Dimension (mathematics and physics)
- Not to be confused with Dimension of a physical quantity. For other uses, see Dimension (disambiguation).
In physics and mathematics, the dimension of a space or object is informally defined as the minimum number of coordinates needed to specify any point within it. Thus a line has a dimension of one because only one coordinate is needed to specify a point on it (for example, the point at 5 on a number line). A surface such as a plane or the surface of a cylinder or sphere has a dimension of two because two coordinates are needed to specify a point on it (for example, to locate a point on the surface of a sphere you need both its latitude and its longitude). The inside of a cube, a cylinder or a sphere is three-dimensional because three coordinates are needed to locate a point within these spaces.
In physical terms, dimension refers to the constituent structure of all space (cf. volume) and its position in time (perceived as a scalar dimension along the t-axis), as well as the spatial constitution of objects within—structures that correlate with both particle and field conceptions, interact according to relative properties of mass—and are fundamentally mathematical in description. These, or other axes, may be referenced to uniquely identify a point or structure in its attitude and relationship to other objects and occurrences. Physical theories that incorporate time, such as general relativity, are said to work in 4-dimensional "spacetime", (defined as a Minkowski space). Modern theories tend to be "higher-dimensional" including quantum field and string theories. The state-space of quantum mechanics is an infinite-dimensional function space.

********

Extend the passage on dimension in mathematics and physics, beginning immediately after its final sentence on the state-space of quantum mechanics.

Available data:
********

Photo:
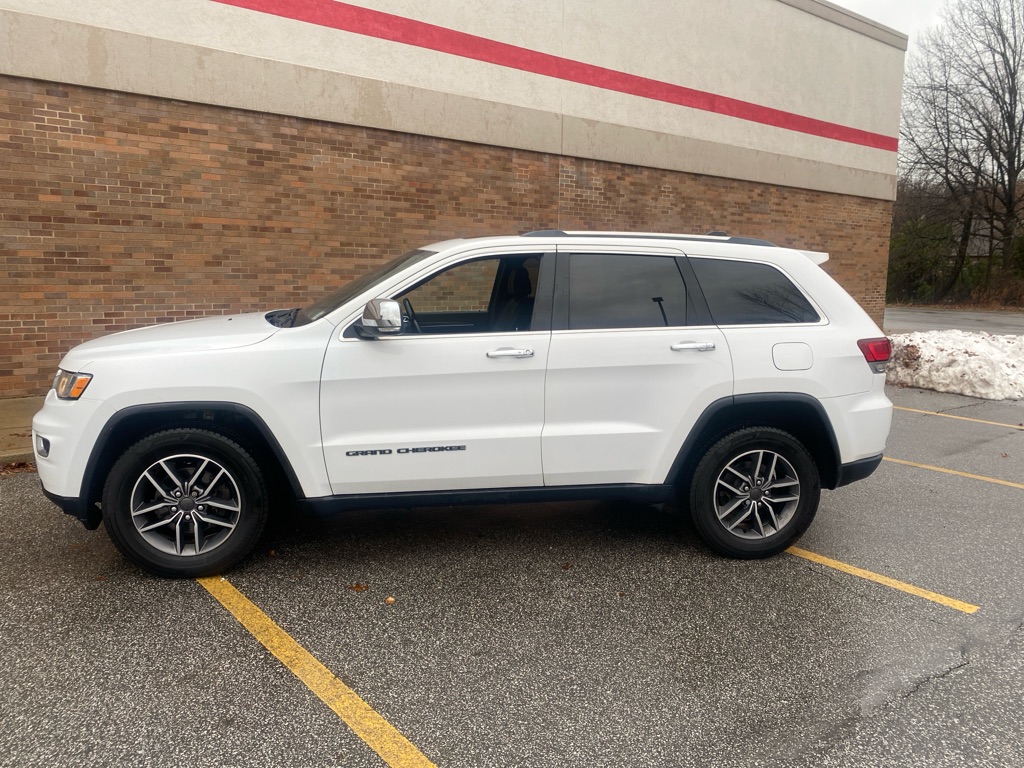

********

Answer for this exercise:
The concept of dimension is not restricted to physical objects. High-dimensional spaces occur in mathematics and the sciences for many reasons, frequently as configuration spaces such as in Lagrangian or Hamiltonian mechanics; these are abstract spaces, independent of the physical space we live in.
In mathematics 
In mathematics, the dimension of an object is an intrinsic property independent of the space in which the object is embedded. For example, a point on the unit circle in the plane can be specified by two Cartesian coordinates, but one can make do with a single coordinate (the polar coordinate angle), so the circle is 1-dimensional even though it exists in the 2-dimensional plane. This intrinsic notion of dimension is one of the chief ways the mathematical notion of dimension differs from its common usages.
The dimension of Euclidean n-space En is n. When trying to generalize to other types of spaces, one is faced with the question "what makes En n-dimensional?" One answer is that to cover a fixed ball in En by small balls of radius ε, one needs on the order of ε-n such small balls. This observation leads to the definition of the Minkowski dimension and its more sophisticated variant, the Hausdorff dimension, but there are also other answers to that question. For example, the boundary of a ball in En looks locally like En-1 and this leads to the notion of the inductive dimension. While these notions agree on En , they turn out to be different when one looks at more general spaces.
A tesseract is an example of a four-dimensional object. Whereas outside of mathematics the use of the term "dimension" is as in: "A tesseract has four dimensions", mathematicians usually express this as: "The tesseract has dimension 4", or: "The dimension of the tesseract is 4".
Although the notion of higher dimensions goes back to René Descartes, substantial development of a higher-dimensional geometry only began in the 19th century, via the work of Arthur Cayley, William Rowan Hamilton, Ludwig Schläfli and Bernhard Riemann. Riemann's 1854 Habilitationsschrift, Schlafi's 1852 Theorie der vielfachen Kontinuität, Hamilton's 1843 discovery of the quaternions and the construction of the Cayley Algebra marked the beginning of higher-dimensional geometry.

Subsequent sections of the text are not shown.